## [LIST OF TASKS]
a) According to the Davy Jones post, what caused Davy Jones's death?
b) Reproduce the part of the Davy Jones post that opens with the words containing "Davy Jones, Monkees’" and closes with "and Tommy Boyce.".
c) Could you translate this sentence from the Davy Jones post into Spanish: "Mr. Jones, a former jockey and stage actor, was a key member of the first and arguably the best of the pop groups created for television to capitalize on the success of the Beatles."

Wednesday, 29 February 2012

Davy Jones RIP

Davy Jones, Monkees’ Heartthrob, Dies at 66

Davy Jones, the pint-size singer for the Monkees perhaps best known for singing “Daydream Believer,” died of a heart attack on Wednesday in at his home in Indiantown, Fla., according to the local medical examiner’s officer there and a spokeswoman for the singer. He was 66 years old.

Mr. Jones, a former jockey and stage actor, was a key member of the first and arguably the best of the pop groups created for television to capitalize on the success of the Beatles. Though they were not taken seriously at first, the Monkees made some exceptionally good pop records, thanks in large part to the songwriting of professional songwriters like Neil Diamond and Tommy Boyce.

## [GIVEN INFORMATION]
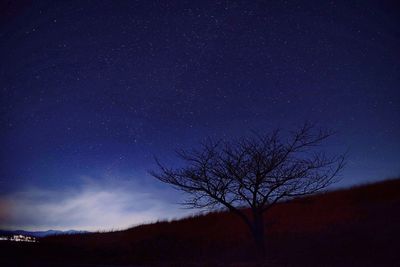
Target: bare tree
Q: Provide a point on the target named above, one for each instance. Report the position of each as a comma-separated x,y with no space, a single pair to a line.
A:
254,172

---

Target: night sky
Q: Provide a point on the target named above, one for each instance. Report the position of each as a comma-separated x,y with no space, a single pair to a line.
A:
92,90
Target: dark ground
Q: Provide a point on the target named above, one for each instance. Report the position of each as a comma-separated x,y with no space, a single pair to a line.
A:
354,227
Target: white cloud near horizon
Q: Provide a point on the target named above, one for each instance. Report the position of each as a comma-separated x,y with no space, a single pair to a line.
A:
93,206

* * *

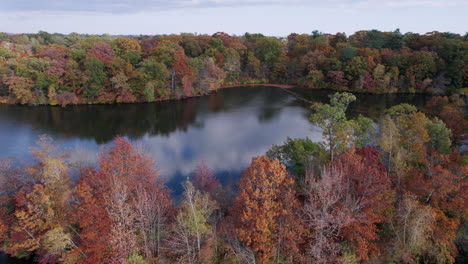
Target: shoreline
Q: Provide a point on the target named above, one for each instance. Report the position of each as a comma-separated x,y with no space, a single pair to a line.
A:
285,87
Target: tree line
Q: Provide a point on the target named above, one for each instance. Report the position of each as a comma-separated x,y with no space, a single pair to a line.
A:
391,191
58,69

## [TASK-BY-TASK SOLUTIONS]
a) A heart attack.

b)
Davy Jones, Monkees’ Heartthrob, Dies at 66

Davy Jones, the pint-size singer for the Monkees perhaps best known for singing “Daydream Believer,” died of a heart attack on Wednesday in at his home in Indiantown, Fla., according to the local medical examiner’s officer there and a spokeswoman for the singer. He was 66 years old.

Mr. Jones, a former jockey and stage actor, was a key member of the first and arguably the best of the pop groups created for television to capitalize on the success of the Beatles. Though they were not taken seriously at first, the Monkees made some exceptionally good pop records, thanks in large part to the songwriting of professional songwriters like Neil Diamond and Tommy Boyce.

c) El Sr. Jones, exjockey y actor de teatro, fue un miembro clave del primero y posiblemente el mejor de los grupos pop creados para la televisión con el fin de capitalizar el éxito de los Beatles.